REQUIRED WORK ▸
1 > Answer these three questions from the forum thread on the Dominican Republic Cohiba, using one line per answer.
(a) What price per stick did SlimDiesel pay for these cigars?
(b) According to RumblePen, which company makes the yellow band Cohibas?
(c) What price per stick did psygardelic pay for them at the tobacconist?
2 > List every username that appears as a poster in the forum thread on the Dominican Republic Cohiba.
3 > Carry on the forum thread about the yellow band Dominican Republic Cohiba with a further reply that follows psygardelic's post.

EXTRACT ▸
-------------------------

# Yellow Band Cohiba - Dominican Republic



## SigEpGF (Jun 14, 2005)

OK, so I just found a "Cohiba" with "Republica Dominicana" underneath. Is this the knockoff made in the United States which the Cuban Cohiba is trying to stop from selling? It has the yellow band with four rows of circles in the background (please see attached photo).

I'm confused as to what I just smoked. I was wondering if any of you FOG's might be able to help this newbie..... 

Thanks!

GF :u


----------



## SlimDiesel (Apr 13, 2005)

That is one of those POS non-Cuban Cohiba's. Republica Dominicana = Dominican Republic. Hate to burst your bubble dude, but those are the ones that Cohiba is trying to shut down like you said.

Not a bad smoke if you buy them for $3 a stick like I have, but I've also seen them at the $12-$15 range which makes me sick.


----------



## RumblePen (May 17, 2005)

It's the Red Dot Cohibas made by General Tobacco that they have the beef with. I haven't heard of any law suits against Montecristi, the makers of these yellow bands.

From what I understand, these are only suppose to be sold in the DR.


----------



## psygardelic (May 24, 2005)

I use to buy these for like $4 a stick from a really crappy tobacconist. She sold them as fakes but the individuals at the other smoke shops claimed that these cigars where actually illegal and that she was trying to sell them off quickly foor cheap to get rid of them. Like Rumble Said, they are suppost to only be sold in the Dom Republic..

They were a good smoke for me at the time, as a beginner, as they are extremely mild and enjoyable. I havent had one in a long time but I remember that I continued to buy them , knowing they were fakes, even before I was told they were illegal to sell in the united states. I would probably smoke one again but I would probably find them to be rather mild and akin to smoking air..

-------------------------

PROVIDED MATERIAL ▸
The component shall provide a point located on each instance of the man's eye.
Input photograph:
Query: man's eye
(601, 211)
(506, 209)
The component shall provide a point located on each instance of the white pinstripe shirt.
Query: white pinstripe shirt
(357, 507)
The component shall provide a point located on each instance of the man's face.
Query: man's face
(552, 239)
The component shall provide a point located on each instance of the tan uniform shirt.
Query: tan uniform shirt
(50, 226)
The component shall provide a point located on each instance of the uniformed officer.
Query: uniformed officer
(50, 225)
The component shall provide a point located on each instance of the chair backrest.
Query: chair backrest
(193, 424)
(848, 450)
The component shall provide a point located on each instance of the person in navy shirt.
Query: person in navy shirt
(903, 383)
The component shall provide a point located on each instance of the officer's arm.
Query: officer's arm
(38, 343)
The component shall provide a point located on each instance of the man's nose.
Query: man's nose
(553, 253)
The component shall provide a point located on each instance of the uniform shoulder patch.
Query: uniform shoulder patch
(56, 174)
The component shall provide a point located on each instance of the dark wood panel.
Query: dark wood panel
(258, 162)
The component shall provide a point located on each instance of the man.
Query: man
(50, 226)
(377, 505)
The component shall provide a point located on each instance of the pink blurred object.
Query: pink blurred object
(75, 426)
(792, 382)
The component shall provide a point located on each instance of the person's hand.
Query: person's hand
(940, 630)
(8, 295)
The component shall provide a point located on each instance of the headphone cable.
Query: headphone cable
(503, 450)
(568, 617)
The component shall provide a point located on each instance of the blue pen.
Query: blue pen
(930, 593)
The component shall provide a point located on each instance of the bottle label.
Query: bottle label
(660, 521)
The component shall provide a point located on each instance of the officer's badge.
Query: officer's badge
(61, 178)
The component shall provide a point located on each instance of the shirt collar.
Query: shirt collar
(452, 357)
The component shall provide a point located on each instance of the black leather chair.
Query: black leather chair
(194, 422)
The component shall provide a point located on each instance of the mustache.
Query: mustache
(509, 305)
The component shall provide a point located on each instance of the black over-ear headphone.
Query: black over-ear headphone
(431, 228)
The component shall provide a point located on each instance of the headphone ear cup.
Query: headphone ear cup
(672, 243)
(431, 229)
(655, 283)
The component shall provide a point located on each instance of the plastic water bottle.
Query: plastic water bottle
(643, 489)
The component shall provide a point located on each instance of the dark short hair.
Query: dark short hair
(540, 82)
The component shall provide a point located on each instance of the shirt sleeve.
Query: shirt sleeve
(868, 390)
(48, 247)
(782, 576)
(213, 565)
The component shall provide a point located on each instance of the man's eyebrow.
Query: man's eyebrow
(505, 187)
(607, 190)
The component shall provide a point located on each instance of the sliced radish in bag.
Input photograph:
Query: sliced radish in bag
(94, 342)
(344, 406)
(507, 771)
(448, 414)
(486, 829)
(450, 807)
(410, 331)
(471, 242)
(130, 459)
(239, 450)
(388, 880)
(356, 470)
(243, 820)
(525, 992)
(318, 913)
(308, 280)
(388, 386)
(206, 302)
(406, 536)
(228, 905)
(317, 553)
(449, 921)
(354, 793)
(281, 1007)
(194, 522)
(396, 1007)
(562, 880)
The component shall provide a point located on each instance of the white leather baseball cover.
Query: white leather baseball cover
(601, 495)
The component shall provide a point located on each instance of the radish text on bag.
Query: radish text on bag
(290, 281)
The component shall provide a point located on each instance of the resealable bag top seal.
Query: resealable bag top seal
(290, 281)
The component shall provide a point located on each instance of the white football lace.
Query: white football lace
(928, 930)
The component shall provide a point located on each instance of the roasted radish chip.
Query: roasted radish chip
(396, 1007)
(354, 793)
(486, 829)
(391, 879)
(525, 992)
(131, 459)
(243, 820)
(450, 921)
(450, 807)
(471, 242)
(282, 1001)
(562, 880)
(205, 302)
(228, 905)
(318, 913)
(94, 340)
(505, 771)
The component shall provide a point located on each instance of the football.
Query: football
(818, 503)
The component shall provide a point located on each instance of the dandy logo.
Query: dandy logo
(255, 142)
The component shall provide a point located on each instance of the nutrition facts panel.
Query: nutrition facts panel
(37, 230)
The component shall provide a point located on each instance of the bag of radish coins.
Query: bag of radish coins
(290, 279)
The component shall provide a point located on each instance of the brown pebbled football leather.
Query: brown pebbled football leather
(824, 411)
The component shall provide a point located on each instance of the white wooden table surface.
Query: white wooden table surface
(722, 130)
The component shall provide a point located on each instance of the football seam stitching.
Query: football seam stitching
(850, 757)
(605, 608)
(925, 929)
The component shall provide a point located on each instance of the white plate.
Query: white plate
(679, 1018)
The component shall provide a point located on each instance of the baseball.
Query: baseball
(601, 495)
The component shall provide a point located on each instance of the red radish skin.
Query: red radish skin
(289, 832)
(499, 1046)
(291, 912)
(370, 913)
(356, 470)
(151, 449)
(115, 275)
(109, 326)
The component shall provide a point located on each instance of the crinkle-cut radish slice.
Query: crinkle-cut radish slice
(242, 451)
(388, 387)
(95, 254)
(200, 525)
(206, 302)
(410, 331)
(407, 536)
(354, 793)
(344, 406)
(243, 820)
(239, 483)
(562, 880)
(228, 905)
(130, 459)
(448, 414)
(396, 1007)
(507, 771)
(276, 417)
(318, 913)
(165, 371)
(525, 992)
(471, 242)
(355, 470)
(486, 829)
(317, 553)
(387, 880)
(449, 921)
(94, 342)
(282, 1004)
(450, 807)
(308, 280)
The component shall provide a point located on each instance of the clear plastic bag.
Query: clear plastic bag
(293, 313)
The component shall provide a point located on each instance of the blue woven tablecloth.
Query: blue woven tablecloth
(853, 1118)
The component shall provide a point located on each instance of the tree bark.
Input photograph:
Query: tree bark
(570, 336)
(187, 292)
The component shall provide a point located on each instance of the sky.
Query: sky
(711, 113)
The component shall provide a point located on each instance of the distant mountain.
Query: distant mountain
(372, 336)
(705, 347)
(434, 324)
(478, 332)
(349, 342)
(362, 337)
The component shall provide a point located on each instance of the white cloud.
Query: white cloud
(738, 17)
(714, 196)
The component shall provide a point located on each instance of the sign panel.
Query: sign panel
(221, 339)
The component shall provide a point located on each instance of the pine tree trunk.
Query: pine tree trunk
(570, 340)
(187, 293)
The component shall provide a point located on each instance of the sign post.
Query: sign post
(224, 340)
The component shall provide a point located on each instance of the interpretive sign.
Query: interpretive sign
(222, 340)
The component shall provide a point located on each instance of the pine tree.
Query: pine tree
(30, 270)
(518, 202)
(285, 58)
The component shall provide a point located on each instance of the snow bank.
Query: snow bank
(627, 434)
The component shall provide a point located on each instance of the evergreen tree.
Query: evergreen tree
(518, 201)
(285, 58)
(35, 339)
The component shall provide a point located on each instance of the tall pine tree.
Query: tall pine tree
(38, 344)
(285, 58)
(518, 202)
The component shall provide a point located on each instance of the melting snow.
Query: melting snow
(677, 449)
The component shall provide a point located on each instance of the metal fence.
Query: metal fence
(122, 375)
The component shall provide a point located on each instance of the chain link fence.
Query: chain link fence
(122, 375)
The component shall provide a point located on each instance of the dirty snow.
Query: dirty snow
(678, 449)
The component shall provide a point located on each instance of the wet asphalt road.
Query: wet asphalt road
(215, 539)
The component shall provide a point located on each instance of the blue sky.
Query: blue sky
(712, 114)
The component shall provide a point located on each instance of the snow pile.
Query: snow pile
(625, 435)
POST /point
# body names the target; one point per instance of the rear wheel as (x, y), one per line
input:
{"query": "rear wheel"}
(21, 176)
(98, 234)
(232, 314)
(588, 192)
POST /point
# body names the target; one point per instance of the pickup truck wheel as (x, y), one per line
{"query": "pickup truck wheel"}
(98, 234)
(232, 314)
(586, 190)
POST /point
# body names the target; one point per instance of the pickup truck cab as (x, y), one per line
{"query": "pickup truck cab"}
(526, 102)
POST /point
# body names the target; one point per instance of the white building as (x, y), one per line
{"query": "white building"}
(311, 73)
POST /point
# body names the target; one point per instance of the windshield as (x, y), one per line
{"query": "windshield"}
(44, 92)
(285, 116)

-------------------------

ANSWERS GIVEN ▸
1 >
(a) $3 a stick.
(b) Montecristi.
(c) About $4 a stick.

2 >
SigEpGF
SlimDiesel
RumblePen
psygardelic

3 >
----------



## NCRadioMan (Feb 28, 2005)

I like these occasionally. I can get em for just under $2 around here.


:ms NCRM


----------



## croatan (Mar 23, 2005)

RubmlePen said:


> It's the Red Dot Cohibas made by General Tobacco that they have the beef with. I haven't heard of any law suits against Montecristi, the makers of these yellow bands.
> 
> From what I understand, these are only suppose to be sold in the DR.


Yep. It is my understanding that the manufacturer ownes the TM in the Dominican Republic so they are sold there for domestic consumption whereas the red dot Cohibas are only exported. One can bring the dominican banded sticks into the US for personal consumption, but why would you want to? u


----------



## The Prince (Apr 9, 2005)

Don't smoke these, dude. You will be giving your money to shady scavengers.


----------



## SigEpGF (Jun 14, 2005)

The Prince said:


> Don't smoke these, dude. You will be giving your money to shady scavengers.


Yeah, it wasn't a terrible smoke by any means. It's not saying much, however. I saw these at a cigar shop and thought, "Cohibas for $4?? No way, I've got to try it and see what it's all about."

So are these ARE made by a non-genuine Cohiba manufacturer? Are the red-dot Cohibas genuine? Or are the only "real" Cohibas the Cuban kind only?

GF


----------



## JDO (Jun 2, 2005)

SigEpGF said:


> Yeah, it wasn't a terrible smoke by any means. It's not saying much, however. I saw these at a cigar shop and thought, "Cohibas for $4?? No way, I've got to try it and see what it's all about."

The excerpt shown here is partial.